▸ Aim of the task
Repeat only part of the entries. Start at the line that has "trunk in the photo above." and keep going through the last line, exactly as given.

(Recorded data)
○ ○ ○
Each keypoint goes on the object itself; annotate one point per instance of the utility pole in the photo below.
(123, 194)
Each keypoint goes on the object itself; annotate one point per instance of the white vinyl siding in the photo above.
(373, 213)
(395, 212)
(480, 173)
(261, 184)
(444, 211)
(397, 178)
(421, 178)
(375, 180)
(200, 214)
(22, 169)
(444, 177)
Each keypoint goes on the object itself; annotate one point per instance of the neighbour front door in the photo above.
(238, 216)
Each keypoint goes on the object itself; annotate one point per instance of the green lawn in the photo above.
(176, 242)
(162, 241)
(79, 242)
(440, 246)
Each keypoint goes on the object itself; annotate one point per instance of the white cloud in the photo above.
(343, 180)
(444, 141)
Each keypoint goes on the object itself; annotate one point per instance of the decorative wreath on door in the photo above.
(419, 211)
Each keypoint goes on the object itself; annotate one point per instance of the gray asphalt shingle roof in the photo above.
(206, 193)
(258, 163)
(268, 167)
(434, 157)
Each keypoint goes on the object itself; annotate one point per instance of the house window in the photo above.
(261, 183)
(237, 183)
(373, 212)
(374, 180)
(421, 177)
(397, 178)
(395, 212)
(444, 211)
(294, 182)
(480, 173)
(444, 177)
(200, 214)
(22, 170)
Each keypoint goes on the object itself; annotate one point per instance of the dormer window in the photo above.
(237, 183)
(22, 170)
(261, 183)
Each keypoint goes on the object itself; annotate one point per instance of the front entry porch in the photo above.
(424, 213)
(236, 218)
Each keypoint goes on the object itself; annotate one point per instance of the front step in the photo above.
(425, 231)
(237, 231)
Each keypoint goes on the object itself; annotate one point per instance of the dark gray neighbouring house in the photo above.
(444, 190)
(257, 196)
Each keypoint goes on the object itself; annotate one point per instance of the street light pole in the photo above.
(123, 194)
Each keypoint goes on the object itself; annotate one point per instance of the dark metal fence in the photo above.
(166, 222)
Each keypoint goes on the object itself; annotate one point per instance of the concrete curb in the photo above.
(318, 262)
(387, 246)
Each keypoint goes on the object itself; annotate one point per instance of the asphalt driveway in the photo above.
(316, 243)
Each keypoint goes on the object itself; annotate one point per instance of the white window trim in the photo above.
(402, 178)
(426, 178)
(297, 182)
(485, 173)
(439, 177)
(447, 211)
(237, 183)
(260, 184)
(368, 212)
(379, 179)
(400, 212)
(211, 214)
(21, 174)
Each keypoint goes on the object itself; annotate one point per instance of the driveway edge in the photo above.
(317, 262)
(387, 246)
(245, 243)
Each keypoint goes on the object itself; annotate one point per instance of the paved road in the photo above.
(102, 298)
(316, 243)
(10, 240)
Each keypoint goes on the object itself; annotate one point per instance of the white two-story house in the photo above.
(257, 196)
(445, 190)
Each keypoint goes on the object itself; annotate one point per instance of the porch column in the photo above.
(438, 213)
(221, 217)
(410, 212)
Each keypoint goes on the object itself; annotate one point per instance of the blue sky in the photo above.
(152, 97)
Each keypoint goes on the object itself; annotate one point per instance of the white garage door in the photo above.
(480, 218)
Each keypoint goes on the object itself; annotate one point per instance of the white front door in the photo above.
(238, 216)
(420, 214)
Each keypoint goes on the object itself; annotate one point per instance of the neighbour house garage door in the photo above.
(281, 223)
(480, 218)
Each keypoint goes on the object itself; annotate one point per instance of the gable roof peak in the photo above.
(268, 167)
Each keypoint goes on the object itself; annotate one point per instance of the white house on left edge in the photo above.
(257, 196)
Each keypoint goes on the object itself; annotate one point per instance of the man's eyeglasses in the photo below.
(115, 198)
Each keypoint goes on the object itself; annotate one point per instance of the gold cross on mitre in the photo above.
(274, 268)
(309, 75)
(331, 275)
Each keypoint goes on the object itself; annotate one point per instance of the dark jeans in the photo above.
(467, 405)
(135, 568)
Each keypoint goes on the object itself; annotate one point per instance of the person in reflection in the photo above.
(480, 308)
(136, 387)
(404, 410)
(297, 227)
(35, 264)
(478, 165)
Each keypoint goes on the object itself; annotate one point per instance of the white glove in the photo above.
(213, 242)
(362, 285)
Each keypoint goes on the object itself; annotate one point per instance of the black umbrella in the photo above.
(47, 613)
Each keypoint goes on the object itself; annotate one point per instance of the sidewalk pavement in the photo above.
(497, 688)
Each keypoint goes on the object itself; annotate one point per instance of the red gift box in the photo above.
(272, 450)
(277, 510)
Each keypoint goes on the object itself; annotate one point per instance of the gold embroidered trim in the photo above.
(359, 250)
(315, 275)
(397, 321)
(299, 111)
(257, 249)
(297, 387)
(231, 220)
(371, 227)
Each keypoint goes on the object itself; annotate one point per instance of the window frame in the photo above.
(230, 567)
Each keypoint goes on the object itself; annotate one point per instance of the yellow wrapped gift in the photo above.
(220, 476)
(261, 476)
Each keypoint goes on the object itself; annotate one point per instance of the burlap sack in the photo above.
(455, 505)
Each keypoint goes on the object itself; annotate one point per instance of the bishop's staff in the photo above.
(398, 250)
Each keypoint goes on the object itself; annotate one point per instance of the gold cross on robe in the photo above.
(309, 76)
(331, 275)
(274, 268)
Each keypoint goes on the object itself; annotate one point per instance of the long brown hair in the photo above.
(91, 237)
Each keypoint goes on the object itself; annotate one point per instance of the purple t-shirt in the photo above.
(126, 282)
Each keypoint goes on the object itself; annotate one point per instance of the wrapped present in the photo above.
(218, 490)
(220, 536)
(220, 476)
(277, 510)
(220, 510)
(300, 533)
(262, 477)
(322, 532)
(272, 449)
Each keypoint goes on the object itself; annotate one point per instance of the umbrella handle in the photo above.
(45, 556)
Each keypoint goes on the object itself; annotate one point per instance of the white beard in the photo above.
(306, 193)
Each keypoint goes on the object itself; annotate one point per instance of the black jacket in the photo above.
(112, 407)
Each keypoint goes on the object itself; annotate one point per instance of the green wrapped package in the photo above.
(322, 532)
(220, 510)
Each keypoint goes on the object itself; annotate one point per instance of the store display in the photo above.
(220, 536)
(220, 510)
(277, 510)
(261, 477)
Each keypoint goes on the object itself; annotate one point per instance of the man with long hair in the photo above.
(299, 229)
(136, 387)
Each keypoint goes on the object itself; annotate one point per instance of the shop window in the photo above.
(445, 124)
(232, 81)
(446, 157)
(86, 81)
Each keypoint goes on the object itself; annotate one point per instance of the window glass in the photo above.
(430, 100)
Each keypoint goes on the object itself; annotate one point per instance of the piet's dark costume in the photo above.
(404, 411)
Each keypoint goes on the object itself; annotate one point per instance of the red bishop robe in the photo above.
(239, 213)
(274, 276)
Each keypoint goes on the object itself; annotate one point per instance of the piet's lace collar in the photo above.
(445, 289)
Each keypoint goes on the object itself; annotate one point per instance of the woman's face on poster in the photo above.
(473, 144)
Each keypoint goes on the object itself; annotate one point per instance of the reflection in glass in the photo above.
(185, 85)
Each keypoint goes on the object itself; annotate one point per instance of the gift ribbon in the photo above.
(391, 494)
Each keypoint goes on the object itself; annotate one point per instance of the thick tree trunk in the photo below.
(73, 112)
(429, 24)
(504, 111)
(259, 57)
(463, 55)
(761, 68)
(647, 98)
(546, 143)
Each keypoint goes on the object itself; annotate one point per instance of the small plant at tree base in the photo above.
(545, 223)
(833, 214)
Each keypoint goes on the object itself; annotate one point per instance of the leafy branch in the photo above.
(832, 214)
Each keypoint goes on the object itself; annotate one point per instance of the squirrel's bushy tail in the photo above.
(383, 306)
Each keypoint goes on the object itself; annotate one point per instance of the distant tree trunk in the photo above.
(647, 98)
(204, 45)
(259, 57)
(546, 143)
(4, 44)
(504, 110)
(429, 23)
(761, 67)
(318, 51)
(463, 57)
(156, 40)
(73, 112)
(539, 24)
○ ○ ○
▸ Response to this exercise
Each keypoint goes on the object itself; annotate one point per instance of the distant tree trunk in the photo above.
(647, 98)
(204, 45)
(259, 57)
(546, 143)
(4, 44)
(504, 110)
(429, 23)
(761, 67)
(318, 51)
(463, 57)
(156, 40)
(73, 112)
(539, 24)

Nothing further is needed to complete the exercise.